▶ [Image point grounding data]
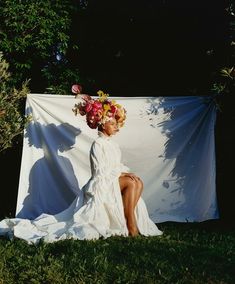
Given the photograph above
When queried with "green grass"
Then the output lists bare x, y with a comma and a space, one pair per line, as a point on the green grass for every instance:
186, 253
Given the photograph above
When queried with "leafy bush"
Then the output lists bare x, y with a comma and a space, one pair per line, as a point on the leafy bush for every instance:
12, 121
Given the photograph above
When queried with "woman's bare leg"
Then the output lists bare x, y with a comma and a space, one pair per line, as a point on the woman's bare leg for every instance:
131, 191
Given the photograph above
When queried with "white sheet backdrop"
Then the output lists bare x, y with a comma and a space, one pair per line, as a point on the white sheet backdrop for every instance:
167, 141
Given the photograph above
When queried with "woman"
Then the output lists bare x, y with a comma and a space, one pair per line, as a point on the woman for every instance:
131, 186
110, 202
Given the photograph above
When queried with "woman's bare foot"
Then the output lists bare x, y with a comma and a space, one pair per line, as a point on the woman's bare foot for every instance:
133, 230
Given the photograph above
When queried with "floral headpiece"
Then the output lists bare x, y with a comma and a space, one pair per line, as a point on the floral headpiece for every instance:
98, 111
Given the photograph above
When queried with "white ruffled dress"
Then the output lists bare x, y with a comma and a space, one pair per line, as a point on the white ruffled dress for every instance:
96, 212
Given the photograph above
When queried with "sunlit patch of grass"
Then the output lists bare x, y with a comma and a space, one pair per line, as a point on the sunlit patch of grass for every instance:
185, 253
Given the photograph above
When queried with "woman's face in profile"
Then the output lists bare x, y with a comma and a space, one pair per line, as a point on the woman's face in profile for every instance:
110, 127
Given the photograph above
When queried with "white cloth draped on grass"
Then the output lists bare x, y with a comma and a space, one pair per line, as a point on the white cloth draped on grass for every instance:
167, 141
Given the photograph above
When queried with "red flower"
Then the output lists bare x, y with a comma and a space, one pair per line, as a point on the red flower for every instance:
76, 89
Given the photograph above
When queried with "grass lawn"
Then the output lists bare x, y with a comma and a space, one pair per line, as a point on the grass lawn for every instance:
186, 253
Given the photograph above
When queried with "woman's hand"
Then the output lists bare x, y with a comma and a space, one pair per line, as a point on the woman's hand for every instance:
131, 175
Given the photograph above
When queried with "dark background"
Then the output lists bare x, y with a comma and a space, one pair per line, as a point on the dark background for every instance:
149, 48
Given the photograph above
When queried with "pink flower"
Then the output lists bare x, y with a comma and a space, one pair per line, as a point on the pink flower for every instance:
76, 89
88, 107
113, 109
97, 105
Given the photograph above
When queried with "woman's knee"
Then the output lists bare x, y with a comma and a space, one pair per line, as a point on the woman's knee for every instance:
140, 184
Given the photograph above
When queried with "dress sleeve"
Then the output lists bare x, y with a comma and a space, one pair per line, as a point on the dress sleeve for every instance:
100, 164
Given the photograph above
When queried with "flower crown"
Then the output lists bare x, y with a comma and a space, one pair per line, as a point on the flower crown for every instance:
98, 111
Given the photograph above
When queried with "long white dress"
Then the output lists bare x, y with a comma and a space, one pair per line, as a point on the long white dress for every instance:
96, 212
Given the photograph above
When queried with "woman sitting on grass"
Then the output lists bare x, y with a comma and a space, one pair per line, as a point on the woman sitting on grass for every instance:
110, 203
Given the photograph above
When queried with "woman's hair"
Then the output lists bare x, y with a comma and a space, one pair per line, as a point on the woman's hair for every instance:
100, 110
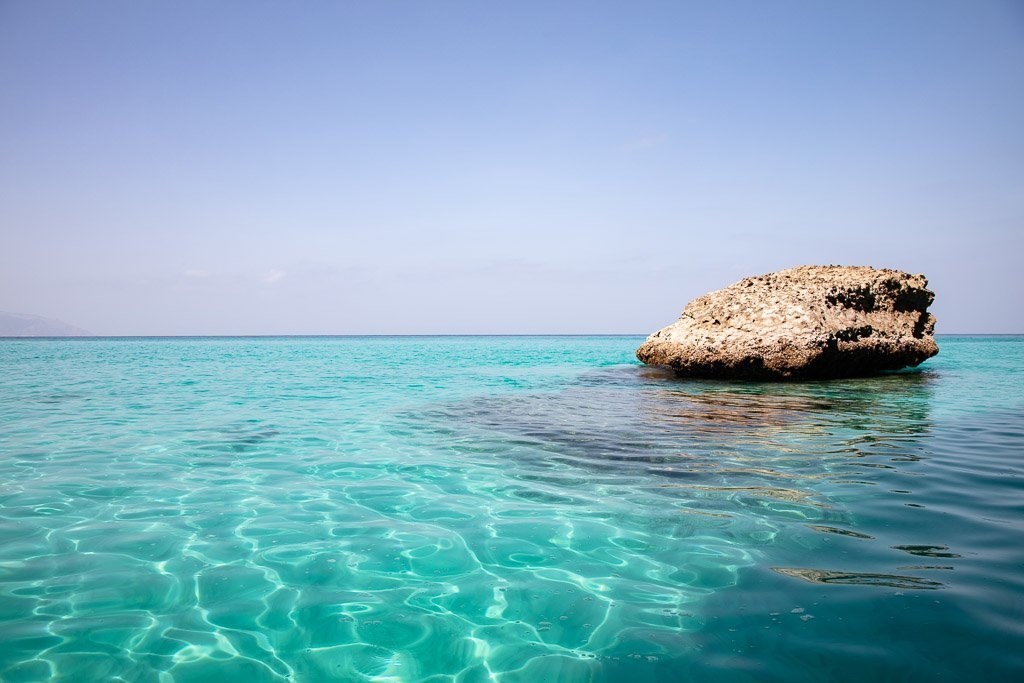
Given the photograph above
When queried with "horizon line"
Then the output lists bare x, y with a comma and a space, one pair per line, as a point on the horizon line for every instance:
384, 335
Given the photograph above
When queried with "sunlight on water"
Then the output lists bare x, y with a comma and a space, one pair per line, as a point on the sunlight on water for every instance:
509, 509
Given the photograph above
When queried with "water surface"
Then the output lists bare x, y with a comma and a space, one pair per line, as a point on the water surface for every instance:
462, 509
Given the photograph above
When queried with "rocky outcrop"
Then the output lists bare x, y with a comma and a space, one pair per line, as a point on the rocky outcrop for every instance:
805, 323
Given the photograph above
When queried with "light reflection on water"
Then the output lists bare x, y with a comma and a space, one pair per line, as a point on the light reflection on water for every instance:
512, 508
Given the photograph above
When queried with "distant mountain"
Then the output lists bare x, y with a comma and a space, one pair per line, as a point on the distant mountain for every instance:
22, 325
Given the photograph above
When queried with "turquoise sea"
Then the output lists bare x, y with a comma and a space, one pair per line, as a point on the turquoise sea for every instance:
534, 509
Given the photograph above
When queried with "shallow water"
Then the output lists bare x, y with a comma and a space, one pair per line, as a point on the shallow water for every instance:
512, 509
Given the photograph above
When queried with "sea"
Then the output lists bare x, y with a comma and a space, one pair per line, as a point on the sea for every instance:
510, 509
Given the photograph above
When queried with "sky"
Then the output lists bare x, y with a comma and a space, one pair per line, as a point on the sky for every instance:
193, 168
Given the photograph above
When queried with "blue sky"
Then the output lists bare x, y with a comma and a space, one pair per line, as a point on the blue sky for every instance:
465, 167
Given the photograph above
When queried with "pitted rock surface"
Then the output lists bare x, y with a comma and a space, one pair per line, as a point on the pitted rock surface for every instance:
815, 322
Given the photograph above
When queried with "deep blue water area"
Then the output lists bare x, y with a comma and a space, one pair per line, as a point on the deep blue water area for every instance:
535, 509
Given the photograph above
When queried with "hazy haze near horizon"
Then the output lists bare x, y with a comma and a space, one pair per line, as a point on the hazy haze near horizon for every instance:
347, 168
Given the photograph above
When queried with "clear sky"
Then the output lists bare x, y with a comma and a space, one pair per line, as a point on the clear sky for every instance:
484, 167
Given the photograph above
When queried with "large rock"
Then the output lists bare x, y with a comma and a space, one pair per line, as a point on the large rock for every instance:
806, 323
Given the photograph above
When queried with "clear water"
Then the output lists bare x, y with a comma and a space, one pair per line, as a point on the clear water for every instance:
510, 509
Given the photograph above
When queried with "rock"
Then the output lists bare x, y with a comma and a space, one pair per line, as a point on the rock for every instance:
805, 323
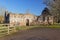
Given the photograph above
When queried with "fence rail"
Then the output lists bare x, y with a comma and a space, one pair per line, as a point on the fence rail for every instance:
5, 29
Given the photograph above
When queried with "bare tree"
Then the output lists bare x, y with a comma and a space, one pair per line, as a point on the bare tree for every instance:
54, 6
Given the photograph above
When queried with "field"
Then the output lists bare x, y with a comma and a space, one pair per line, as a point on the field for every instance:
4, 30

▶ [Required work] One exact copy of the data, no pictures: write it out line for line.

▶ [Solved exercise]
Given the photograph above
When queried with "green grass"
Then the output lists bare x, y with a comma and a space, one pair per line, as a point on the green grass for every instance:
186, 253
Given the photograph above
When queried with "leafy bush"
Then the output lists bare x, y with a comma and a space, one pair per line, as a point on the leafy bush for every instance:
12, 121
Given the photograph above
When queried with "woman's bare leg"
Then the output lists bare x, y with a comma and a space, one pair per line, as a point on the woman's bare leg for every instance:
131, 191
Given the photograph above
When queried with "white sheet backdrop"
Then the output lists bare x, y with a comma and a space, one pair per line, as a point on the white sheet backdrop for every instance:
167, 141
Given the photograph above
When queried with "woman"
Then the output lists bare x, y with a comma and a space, one pair per line, as a point on the woman for every instance:
131, 186
110, 202
Given the photograph above
When queried with "woman's bare foot"
Then the output lists bare x, y with a comma and a space, one pair per line, as a point on the woman's bare foot for every instance:
133, 230
Given the photograph above
When queried with "floral headpiece"
Then the output lists bare x, y with a comma and a space, one pair per line, as a point on the floral headpiece for every instance:
98, 111
Given the photograph above
When queried with "white ruffled dress"
Then the output lists bare x, y with a comma and a space, one pair per line, as a point on the white ruffled dress for every instance:
96, 212
Given the photograph above
When queried with "sunlit patch of grass"
Then the output lists bare x, y with a comma and a space, one pair per line, as a point on the sunlit patch of grass for every instance:
185, 253
Given the photograph above
When queried with "woman's face in profile"
Then the output lists bare x, y with a comma and a space, one pair per line, as a point on the woman's face in profile for every instance:
110, 127
Given the photograph above
When queried with "white cloth draped on grass"
Then the output lists bare x, y with a comma and a space, one pair per line, as a point on the white cloth draped on grass for every instance:
167, 141
Given the photograph above
When queried with "red flower"
Then the output lists bare x, y with a comma and a space, one pair per line, as a point on the red flower for every instance:
76, 89
Given the photograph above
When queried with "grass lawn"
Then the output lists bare x, y with a comma and a space, one pair per line, as a point on the grass lawn for every instance:
186, 253
Given the photograph above
When queried with "woman's hand"
Then the output lists bare x, y with a comma and a space, one pair per line, as a point on the woman's hand for every instance:
131, 175
Given the photograph above
When queried with "dark background"
Then the output lists bare x, y with a comma and a space, one pair per line, as a point on the dark background for every instance:
149, 48
Given the photograph above
When queried with "pink flower"
Then the output lists bare x, y with a comma and a space, one pair per line, as a point on the pink flower for every instance:
76, 89
88, 107
113, 109
97, 105
Given the photograph above
When queried with "woman's knee"
Then the output lists bare x, y with a comma and a space, one pair per line, as a point on the woman's knee for every instance:
140, 184
Given the photograph above
When queried with "dress sleeve"
Then the output lists bare x, y with a comma and a space, one pair per line, as a point on the dress sleeve for every instance:
100, 164
Given the photograph above
When queried with "flower crown"
Then the output lists bare x, y with a comma and a space, one pair per line, as a point on the flower crown for every instance:
98, 111
Given the photograph above
When queried with "long white dress"
Then the output lists bare x, y with a comma and a space, one pair per line, as a point on the long white dress for every instance:
96, 212
Given the photograph above
When queried with "woman sitting on grass"
Then the output lists bare x, y with a comma and a space, one pair per line, as a point on the woman sitting on grass for every instance:
110, 203
Given the photograph above
When queried with "woman's hair"
Then the output lists bare x, y with a comma and a space, one pair per line, as a point on the woman's hair for every instance:
100, 110
Given the photograph above
When queried with "horizon line"
Then the output lists bare x, y with a comma and a space, one pair per line, as a point on the horizon line for every instance:
384, 335
Given the photograph above
When queried with "sunlight on water"
Then the output lists bare x, y with a comma and a space, one pair per line, as a point on the sunlight on water for every instance:
509, 509
Given the photograph above
When queried with "water surface"
Then the output lists bare x, y with a comma and a space, one pair per line, as a point on the water surface for every instance:
462, 509
Given the photograph above
When queried with "rocky outcrop"
Then the output lists bare x, y with a comma and a space, one pair per line, as a point on the rocky outcrop for every instance:
805, 323
Given the photograph above
When queried with "light reflection on water"
Then the output lists bare x, y with a comma and a space, one pair per line, as a point on the light reflection on water for every instance:
512, 508
Given the photograph above
When queried with "distant mountain"
Then the output lists bare x, y with a comma and a space, one pair per line, as a point on the distant mountain for every instance:
22, 325
Given the photograph above
When queried with "turquoise sea"
Then the output lists bare x, y with a comma and a space, one pair per line, as a point on the turquoise sea for every instance:
534, 509
Given the photograph above
When queried with "shallow water"
Then the output lists bare x, y with a comma and a space, one pair per line, as a point on the shallow water for every instance:
512, 509
Given the photograph above
When queried with "sea"
Then the output lists bare x, y with a comma and a space, one pair per line, as a point on the sea for every instance:
510, 509
Given the photograph above
When queried with "sky"
Then the output lists bare x, y with a comma and a space, one pair per line, as a point on the sky for every instance:
193, 168
Given the photograph above
When queried with "blue sky"
Then the output lists bare x, y with a comma and a space, one pair per line, as a point on the blue sky for every instance:
465, 167
Given the photograph above
When queried with "pitted rock surface"
Then the output lists bare x, y with a comma and a space, one pair per line, as a point on the pitted rock surface for every instance:
815, 322
Given the photograph above
When queried with "deep blue water area"
Then the output lists bare x, y with a comma and a space, one pair per line, as a point on the deep blue water area for every instance:
535, 509
Given the photograph above
When queried with "hazy haze near horizon"
Then the output lists bare x, y with a comma and a space, one pair per line, as a point on the hazy haze near horizon for every instance:
347, 168
Given the photograph above
When queried with "clear sky"
Then the output lists bare x, y with a comma and a space, one pair per line, as a point on the clear sky for every instance:
484, 167
Given the photograph above
When queried with "large rock"
Then the output lists bare x, y with a comma and a space, one pair per line, as a point on the large rock for every instance:
806, 323
Given the photograph above
When queried with "clear water"
Then the output lists bare x, y with a comma and a space, one pair per line, as a point on the clear water for every instance:
510, 509
Given the photograph above
When queried with "rock"
Then the output lists bare x, y with a comma and a space, one pair per line, as a point on the rock for every instance:
805, 323
Given the photograph above
When queried with "fence rail"
Then the output lists bare x, y with a comma and a space, one pair per line, as a point on the fence rail for every instance:
5, 29
Given the photograph above
When queried with "bare tree"
Then the output lists bare x, y with a comma and a space, one pair per line, as a point on the bare tree for every instance:
54, 6
Given the photograph above
When queried with "field"
Then the output lists bare x, y with a comma and a space, one pair per line, as a point on the field for every instance:
4, 30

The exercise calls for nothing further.